→ EXTRAIT RETENU
Intelligence artificielle

L’accessibilité des services numériques est un sujet aussi vaste que pluridisciplinaire. Il regroupe de très différents champs, allant du design au paramédical, du juridique au technologique… Un sujet de société en somme. Le déploiement des solutions d’intelligence artificielle pourrait être une aubaine pour l’émergence de services numériques plus accessibles. Pourtant, l’équation n’est pas si simple, le coefficient de démocratisation pas si évident. Car derrière l’intelligence artificielle, il y a sa configuration par l’humain. Or, jusqu’ici, l’humain a prouvé que l’accessibilité n’était pas nécessairement sa priorité. Jusqu’ici seulement ?

Une contribution de Mario Arias, MVP Microsoft Business Applications & AI et Power Platform Architect chez Prodware

 

De la théorie à la pratique

L’intelligence artificielle peut intervenir sur tous les champs, dans tous les domaines, pour tous les enjeux. Sa zone d’impact est trop large pour être résumée à un effet d’accélération d’un seul élément. La bonne question n’est donc pas théorique (l’IA PEUT-ELLE rendre les solutions numériques plus accessibles ?), mais pratique (les solutions IA VONT-ELLES avoir un bénéfice réel ?). Et tout de suite, c’est bien moins évident.

D’abord parce que de nombreux outils favorisant l’accessibilité existent déjà et ne sont pas tous, loin de là, mis en place de manière permanente. Combien d’images publiées en ligne, porteuses d’informations, ont-elles une alternative textuelle ? Combien de pages contenant du texte restent lisibles lorsque la taille du texte est augmentée de 200% ? Combien d’emojis présents sur une application mobile bénéficient d’une alternative textuelle ? Tous ces critères figurent pourtant dans la méthode technique du RGAA, la norme européenne de référence pour analyser l’accessibilité d’un service numérique. C’est donc que malgré les 12 millions de personnes en situation de handicap en France, l’opportunité de marché n’est pas si essentielle.

Ensuite, parce que pour qu’une solution devienne véritablement imposée à tous les acteurs du numérique, il faut que la loi s’en mêle. Ici, comme sur bien d’autres sujets, intervient le deuxième dilemme majeur de l’accessibilité des services numériques : celui qui oppose le progrès et l’universalité de celui-ci, la course à l’innovation et le respect d’un cadre légal et normatif qui l’encadre, donc le freine. Légiférer sur un sujet émergent prend du temps, et n’est pas toujours bien accepté des acteurs dudit domaine qui, parfois, vivent la loi comme une entrave inutile plutôt que comme le cadre nécessaire à l’expression de la liberté. Ce fut vrai pour internet, c’est vrai pour l’intelligence artificielle, ce sera donc très vraisemblablement le cas, aussi, pour l’accessibilité des services numériques. La problématique est ainsi moins technologique que résolument humaine, sociétale.

→ LISTE DES TÂCHES
**a.** D'après l'extrait sur l'IA et l'accessibilité, quelle est la norme européenne de référence pour analyser l'accessibilité d'un service numérique ?
**b.** Recopiez tout le passage de l'extrait sur l'IA et l'accessibilité, de « D’abord parce que » jusqu'à « pas si essentielle. ».

→ DONNÉES AFFICHÉES
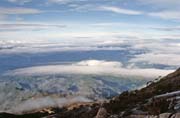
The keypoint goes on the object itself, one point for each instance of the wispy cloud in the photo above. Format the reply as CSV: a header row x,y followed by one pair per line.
x,y
174,15
18,10
89,67
19,1
120,10
28,26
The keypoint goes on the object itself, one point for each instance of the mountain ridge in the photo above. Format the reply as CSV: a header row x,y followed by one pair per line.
x,y
137,103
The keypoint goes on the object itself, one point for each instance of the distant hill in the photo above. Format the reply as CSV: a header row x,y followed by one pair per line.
x,y
160,97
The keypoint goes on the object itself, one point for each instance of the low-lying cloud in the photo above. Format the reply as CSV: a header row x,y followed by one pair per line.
x,y
46,102
96,67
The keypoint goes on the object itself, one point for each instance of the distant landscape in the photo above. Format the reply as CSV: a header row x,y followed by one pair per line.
x,y
57,54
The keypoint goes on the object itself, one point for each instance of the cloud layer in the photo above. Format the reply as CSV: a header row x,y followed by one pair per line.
x,y
89,67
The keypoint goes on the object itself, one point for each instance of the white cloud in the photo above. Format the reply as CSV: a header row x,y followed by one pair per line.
x,y
18,10
94,63
28,26
174,15
162,3
89,67
46,102
153,58
120,10
19,1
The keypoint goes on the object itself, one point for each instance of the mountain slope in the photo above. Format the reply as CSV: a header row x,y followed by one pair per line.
x,y
162,96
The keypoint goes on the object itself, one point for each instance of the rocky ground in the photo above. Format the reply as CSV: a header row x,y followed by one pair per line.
x,y
160,99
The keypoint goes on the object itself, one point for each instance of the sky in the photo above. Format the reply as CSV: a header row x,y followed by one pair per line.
x,y
31,26
118,38
63,19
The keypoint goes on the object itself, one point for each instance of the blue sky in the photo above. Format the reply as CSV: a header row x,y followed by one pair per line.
x,y
142,13
33,26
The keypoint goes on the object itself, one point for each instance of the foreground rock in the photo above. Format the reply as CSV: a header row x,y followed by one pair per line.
x,y
158,100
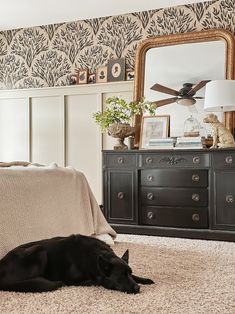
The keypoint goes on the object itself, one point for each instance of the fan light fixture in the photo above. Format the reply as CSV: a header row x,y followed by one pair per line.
x,y
220,96
186,101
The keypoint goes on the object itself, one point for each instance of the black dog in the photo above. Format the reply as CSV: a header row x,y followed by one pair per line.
x,y
76,260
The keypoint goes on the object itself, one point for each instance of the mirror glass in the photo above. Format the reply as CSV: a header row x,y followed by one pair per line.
x,y
172,66
174,60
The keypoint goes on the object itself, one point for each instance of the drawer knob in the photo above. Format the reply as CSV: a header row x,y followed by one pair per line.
x,y
229,159
195,217
120,160
150,215
195,197
229,198
121,195
149,160
196,159
195,177
150,178
150,196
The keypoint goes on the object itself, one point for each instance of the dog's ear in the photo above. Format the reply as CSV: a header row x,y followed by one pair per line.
x,y
105,266
125,256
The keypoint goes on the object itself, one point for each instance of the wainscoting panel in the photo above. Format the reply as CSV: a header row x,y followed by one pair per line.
x,y
46,125
83,140
14,129
47,129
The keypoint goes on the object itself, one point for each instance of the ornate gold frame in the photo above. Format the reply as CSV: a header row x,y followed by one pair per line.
x,y
176,39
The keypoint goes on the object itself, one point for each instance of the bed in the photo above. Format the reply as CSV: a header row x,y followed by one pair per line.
x,y
38,202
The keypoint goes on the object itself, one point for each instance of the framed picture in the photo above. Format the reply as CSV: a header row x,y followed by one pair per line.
x,y
82,76
130,75
153,127
91,78
116,70
101,74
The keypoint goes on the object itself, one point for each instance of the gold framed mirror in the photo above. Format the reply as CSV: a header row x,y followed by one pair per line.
x,y
173,60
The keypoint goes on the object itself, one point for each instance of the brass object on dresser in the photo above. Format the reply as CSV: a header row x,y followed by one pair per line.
x,y
171,193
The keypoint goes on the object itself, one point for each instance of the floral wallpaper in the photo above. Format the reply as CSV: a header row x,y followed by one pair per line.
x,y
48,55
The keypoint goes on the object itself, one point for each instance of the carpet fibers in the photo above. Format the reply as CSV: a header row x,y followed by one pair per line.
x,y
191,277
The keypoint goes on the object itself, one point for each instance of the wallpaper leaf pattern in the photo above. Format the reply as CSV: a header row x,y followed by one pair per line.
x,y
119,33
51,67
29,44
48,55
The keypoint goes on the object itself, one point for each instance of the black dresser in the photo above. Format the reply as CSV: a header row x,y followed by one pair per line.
x,y
171,192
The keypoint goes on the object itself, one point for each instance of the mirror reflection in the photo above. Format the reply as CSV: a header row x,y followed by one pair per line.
x,y
173,70
183,66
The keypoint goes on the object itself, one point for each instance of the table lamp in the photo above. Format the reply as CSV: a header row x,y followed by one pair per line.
x,y
220,96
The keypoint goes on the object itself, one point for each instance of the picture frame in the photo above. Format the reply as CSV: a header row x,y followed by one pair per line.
x,y
116,70
130,75
153,127
101,74
91,78
82,76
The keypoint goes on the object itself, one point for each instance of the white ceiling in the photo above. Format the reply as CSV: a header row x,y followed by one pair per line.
x,y
26,13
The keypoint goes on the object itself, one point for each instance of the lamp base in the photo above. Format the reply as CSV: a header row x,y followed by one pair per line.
x,y
222,138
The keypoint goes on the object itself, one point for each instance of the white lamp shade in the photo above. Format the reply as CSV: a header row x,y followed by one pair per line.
x,y
220,96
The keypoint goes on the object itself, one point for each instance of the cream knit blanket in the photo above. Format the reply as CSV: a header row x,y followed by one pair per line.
x,y
42,202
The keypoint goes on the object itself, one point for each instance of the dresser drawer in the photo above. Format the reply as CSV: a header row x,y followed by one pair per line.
x,y
174,177
224,159
174,160
120,161
174,196
174,217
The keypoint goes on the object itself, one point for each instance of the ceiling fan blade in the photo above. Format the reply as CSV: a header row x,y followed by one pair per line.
x,y
163,89
164,102
197,87
192,109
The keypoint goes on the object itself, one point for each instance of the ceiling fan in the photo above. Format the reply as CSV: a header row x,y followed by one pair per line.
x,y
185,96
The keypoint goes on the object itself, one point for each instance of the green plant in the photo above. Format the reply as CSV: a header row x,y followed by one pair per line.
x,y
120,111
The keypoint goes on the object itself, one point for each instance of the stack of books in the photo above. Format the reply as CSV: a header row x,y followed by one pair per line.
x,y
189,142
161,143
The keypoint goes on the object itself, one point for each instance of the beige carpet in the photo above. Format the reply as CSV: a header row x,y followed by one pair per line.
x,y
192,276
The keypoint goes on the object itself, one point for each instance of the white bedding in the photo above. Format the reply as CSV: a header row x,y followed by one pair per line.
x,y
38,202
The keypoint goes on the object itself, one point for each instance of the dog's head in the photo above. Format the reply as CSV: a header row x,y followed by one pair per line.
x,y
210,118
116,274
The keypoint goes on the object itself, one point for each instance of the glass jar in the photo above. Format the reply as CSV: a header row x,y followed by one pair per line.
x,y
191,127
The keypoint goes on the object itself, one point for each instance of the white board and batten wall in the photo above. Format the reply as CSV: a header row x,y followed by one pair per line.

→ RÉSULTATS PAR TÂCHE
**a.** Le RGAA.

**b.**
D’abord parce que de nombreux outils favorisant l’accessibilité existent déjà et ne sont pas tous, loin de là, mis en place de manière permanente. Combien d’images publiées en ligne, porteuses d’informations, ont-elles une alternative textuelle ? Combien de pages contenant du texte restent lisibles lorsque la taille du texte est augmentée de 200% ? Combien d’emojis présents sur une application mobile bénéficient d’une alternative textuelle ? Tous ces critères figurent pourtant dans la méthode technique du RGAA, la norme européenne de référence pour analyser l’accessibilité d’un service numérique. C’est donc que malgré les 12 millions de personnes en situation de handicap en France, l’opportunité de marché n’est pas si essentielle.